Exercises to complete =>
1) According to the passage about baked chicken thighs, why does this recipe produce very tender and juicy meat? Answer in one to three sentences.
2) Write out the part of the passage about baked chicken thighs starting at "Chicken thighs baked" and ending at "easier than this.".
3) List every ingredient or flavoring that the passage about baked chicken thighs names.
╭─ Excerpt provided
Chicken thighs baked in mustard and soy sauce is one of these recipes to use when you need to cook something delicious while spending minimum effort on it.
All you need to do is to whip a sauce together, cover chicken with it and stick it into the oven – cooking doesn’t get any easier than this.
Chicken thighs are juicy and easy to cook without much risk of over drying the meat, so this recipe produces very tender and juicy chicken meat with a hint of spices from curry and mustard.
╰─
╭─ Recorded data
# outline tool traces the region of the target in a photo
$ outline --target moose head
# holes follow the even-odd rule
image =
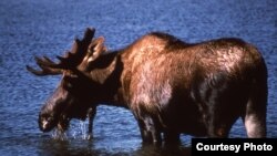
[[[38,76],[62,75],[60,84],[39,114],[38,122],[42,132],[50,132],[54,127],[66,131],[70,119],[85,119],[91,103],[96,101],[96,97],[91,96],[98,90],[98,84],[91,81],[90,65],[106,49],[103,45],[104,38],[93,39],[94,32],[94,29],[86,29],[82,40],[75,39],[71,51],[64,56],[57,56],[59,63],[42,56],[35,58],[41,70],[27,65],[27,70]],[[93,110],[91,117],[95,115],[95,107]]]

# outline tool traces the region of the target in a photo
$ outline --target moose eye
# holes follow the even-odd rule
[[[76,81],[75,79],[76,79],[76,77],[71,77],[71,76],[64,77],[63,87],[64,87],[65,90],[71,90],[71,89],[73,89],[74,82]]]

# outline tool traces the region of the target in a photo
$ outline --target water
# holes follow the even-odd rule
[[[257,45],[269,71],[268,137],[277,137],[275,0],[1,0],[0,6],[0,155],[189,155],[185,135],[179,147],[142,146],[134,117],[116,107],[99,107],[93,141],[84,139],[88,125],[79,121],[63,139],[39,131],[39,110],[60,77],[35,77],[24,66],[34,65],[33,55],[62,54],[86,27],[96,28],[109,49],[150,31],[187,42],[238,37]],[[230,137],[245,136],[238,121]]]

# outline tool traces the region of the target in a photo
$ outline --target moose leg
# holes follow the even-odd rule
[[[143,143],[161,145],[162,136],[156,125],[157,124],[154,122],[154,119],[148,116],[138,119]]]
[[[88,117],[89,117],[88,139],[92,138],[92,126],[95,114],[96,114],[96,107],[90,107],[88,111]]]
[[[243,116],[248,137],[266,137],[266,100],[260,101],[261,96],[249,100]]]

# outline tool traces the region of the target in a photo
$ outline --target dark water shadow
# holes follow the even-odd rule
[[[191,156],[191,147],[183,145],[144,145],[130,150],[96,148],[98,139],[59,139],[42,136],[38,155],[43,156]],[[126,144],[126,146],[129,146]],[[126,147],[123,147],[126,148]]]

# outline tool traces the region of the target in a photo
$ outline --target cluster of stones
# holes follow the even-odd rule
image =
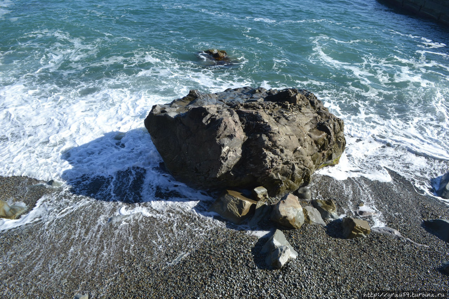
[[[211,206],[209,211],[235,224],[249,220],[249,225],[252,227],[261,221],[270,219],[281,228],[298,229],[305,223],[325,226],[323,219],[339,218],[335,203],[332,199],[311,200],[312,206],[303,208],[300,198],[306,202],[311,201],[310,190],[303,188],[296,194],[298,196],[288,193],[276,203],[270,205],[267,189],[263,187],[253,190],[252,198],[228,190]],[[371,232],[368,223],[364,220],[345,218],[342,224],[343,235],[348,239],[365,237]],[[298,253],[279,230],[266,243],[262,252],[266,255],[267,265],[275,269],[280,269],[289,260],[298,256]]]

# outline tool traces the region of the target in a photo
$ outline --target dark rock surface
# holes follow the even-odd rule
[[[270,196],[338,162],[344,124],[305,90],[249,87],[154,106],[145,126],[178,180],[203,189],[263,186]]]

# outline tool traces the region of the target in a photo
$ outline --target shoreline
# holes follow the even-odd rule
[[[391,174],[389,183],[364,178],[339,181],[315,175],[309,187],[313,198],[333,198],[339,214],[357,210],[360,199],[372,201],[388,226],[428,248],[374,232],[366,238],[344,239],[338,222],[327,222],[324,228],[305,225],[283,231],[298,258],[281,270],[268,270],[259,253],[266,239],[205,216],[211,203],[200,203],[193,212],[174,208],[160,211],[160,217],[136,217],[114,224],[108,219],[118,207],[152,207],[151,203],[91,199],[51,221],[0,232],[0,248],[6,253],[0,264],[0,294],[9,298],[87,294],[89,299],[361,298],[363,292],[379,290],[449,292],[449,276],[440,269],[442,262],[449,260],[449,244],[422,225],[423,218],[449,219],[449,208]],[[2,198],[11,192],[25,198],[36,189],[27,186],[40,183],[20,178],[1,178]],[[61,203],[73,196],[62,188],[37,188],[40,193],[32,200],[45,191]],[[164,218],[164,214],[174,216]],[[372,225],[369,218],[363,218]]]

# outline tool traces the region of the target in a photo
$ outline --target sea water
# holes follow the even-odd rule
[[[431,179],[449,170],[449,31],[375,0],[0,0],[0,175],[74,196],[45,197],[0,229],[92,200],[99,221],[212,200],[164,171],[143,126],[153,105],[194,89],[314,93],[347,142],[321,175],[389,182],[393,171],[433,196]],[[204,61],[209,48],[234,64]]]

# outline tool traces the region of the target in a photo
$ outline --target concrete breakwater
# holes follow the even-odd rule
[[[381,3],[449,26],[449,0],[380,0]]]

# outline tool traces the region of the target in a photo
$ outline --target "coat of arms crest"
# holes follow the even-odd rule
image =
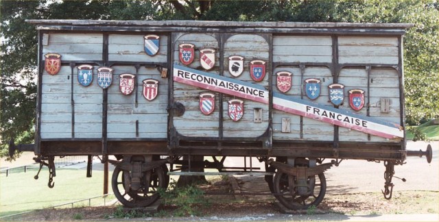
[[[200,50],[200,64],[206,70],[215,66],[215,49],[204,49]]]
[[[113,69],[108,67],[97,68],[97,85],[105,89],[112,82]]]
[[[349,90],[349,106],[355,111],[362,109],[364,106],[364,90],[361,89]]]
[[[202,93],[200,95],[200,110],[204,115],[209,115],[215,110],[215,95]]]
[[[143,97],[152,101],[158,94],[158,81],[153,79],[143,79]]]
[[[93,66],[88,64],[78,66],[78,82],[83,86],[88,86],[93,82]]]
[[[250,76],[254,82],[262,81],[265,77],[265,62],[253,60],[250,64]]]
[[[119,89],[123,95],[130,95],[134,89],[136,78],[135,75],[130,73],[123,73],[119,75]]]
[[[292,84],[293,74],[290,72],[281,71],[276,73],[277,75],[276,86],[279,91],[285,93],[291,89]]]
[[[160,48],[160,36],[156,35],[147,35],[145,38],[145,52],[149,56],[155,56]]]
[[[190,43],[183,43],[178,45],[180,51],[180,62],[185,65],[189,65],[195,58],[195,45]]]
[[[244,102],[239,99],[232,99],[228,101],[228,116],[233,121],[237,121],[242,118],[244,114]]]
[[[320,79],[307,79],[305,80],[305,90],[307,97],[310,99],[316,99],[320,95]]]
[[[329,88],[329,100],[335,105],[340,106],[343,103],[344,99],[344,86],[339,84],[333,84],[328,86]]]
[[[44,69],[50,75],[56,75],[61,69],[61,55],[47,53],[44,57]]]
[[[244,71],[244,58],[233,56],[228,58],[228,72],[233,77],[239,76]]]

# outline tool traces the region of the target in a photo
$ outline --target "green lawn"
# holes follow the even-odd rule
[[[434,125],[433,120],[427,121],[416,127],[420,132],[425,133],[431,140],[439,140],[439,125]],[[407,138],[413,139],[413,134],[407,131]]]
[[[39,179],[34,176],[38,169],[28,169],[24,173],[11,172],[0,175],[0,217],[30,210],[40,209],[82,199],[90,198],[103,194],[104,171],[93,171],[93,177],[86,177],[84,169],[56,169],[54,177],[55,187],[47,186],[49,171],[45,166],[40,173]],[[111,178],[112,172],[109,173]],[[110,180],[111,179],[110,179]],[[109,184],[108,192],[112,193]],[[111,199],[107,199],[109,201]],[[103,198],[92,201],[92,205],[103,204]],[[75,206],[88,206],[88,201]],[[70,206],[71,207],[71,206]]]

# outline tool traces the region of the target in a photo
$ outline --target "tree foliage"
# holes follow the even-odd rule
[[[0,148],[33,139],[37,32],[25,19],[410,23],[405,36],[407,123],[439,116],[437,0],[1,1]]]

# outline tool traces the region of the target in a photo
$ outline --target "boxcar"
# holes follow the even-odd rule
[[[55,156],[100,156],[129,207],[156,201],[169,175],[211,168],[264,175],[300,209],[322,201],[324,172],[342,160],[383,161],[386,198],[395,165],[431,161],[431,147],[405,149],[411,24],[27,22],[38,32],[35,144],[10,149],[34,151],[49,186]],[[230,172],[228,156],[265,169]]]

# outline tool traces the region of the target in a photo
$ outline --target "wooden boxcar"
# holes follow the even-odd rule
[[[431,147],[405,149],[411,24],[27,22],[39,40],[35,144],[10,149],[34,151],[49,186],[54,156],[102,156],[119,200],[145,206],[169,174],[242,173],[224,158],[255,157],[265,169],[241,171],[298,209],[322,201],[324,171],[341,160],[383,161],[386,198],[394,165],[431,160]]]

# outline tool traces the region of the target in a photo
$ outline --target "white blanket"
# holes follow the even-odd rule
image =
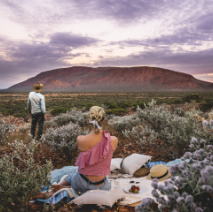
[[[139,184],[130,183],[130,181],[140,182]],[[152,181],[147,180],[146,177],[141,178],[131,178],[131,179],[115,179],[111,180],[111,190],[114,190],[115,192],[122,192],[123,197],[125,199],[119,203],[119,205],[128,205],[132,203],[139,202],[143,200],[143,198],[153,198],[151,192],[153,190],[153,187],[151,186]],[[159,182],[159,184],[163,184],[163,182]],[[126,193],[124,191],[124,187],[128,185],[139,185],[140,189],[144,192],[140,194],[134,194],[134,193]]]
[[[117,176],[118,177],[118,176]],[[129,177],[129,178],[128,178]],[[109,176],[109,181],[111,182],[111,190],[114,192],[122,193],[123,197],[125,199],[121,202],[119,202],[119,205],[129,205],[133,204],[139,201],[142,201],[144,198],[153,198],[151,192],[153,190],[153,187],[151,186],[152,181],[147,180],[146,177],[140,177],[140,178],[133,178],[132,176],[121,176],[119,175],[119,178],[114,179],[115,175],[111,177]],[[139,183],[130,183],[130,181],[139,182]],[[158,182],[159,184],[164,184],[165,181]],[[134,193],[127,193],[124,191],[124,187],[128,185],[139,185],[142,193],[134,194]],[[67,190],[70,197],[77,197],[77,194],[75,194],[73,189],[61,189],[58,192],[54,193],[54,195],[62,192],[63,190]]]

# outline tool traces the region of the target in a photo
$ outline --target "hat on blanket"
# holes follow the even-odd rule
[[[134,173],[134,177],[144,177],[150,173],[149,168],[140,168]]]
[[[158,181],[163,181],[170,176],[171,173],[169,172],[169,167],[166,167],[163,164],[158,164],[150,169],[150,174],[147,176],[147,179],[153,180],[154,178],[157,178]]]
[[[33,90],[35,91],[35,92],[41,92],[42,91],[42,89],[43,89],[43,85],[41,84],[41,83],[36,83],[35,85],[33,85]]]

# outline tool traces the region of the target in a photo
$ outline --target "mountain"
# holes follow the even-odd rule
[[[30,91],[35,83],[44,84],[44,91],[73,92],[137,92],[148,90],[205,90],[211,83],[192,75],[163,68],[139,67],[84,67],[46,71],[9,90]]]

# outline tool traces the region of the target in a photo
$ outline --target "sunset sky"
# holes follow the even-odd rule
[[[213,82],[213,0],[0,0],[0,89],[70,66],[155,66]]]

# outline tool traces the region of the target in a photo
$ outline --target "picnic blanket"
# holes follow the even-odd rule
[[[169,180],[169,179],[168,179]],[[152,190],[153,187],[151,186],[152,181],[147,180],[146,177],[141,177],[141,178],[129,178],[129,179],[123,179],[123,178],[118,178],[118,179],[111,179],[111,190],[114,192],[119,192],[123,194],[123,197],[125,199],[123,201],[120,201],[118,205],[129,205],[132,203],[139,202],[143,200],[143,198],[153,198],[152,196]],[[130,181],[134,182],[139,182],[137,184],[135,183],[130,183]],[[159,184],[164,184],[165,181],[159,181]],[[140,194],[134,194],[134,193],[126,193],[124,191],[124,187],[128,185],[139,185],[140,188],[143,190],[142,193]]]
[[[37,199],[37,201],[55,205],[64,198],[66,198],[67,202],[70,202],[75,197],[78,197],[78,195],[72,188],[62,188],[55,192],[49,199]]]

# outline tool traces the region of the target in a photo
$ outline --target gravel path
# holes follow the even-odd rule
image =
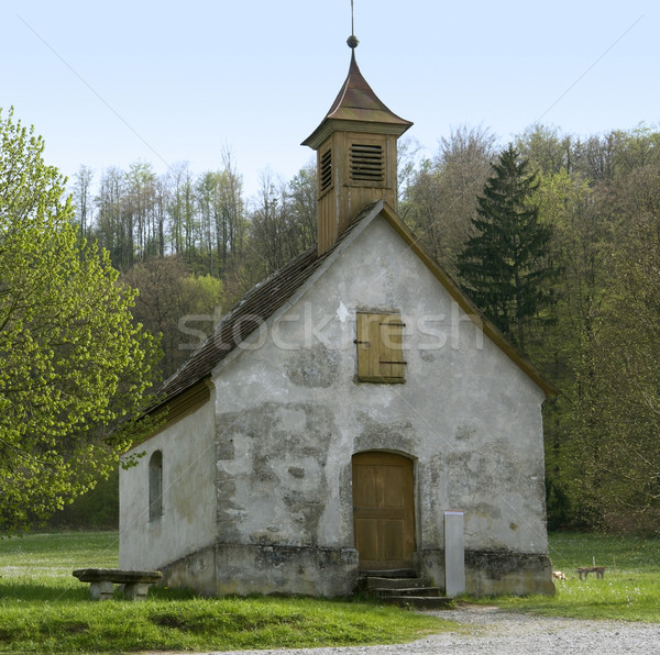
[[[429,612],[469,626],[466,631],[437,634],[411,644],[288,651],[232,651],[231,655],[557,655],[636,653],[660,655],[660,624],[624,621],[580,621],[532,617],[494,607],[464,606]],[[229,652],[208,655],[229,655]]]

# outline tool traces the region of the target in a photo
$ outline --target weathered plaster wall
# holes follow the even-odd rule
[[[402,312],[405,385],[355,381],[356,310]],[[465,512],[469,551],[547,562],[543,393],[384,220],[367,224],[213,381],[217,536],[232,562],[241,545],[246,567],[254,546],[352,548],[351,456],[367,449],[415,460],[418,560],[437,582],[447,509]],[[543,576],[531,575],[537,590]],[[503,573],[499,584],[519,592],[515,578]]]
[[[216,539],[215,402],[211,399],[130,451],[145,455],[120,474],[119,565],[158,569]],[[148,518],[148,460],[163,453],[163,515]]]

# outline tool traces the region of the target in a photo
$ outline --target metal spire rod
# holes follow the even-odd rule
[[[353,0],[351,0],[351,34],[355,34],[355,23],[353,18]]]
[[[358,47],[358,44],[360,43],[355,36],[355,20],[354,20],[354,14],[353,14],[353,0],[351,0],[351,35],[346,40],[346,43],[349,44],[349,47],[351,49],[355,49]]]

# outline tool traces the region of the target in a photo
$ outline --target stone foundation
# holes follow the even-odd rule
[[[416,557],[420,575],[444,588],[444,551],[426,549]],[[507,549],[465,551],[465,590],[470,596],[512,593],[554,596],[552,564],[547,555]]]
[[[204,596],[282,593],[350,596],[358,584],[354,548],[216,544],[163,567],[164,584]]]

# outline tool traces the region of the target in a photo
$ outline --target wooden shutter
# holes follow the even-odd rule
╰─
Expected results =>
1) The recipe turns out very tender and juicy meat because chicken thighs are juicy and easy to cook without much risk of over drying the meat.

2)
Chicken thighs baked in mustard and soy sauce is one of these recipes to use when you need to cook something delicious while spending minimum effort on it.
All you need to do is to whip a sauce together, cover chicken with it and stick it into the oven – cooking doesn’t get any easier than this.

3)
- Chicken thighs
- Mustard
- Soy sauce
- Curry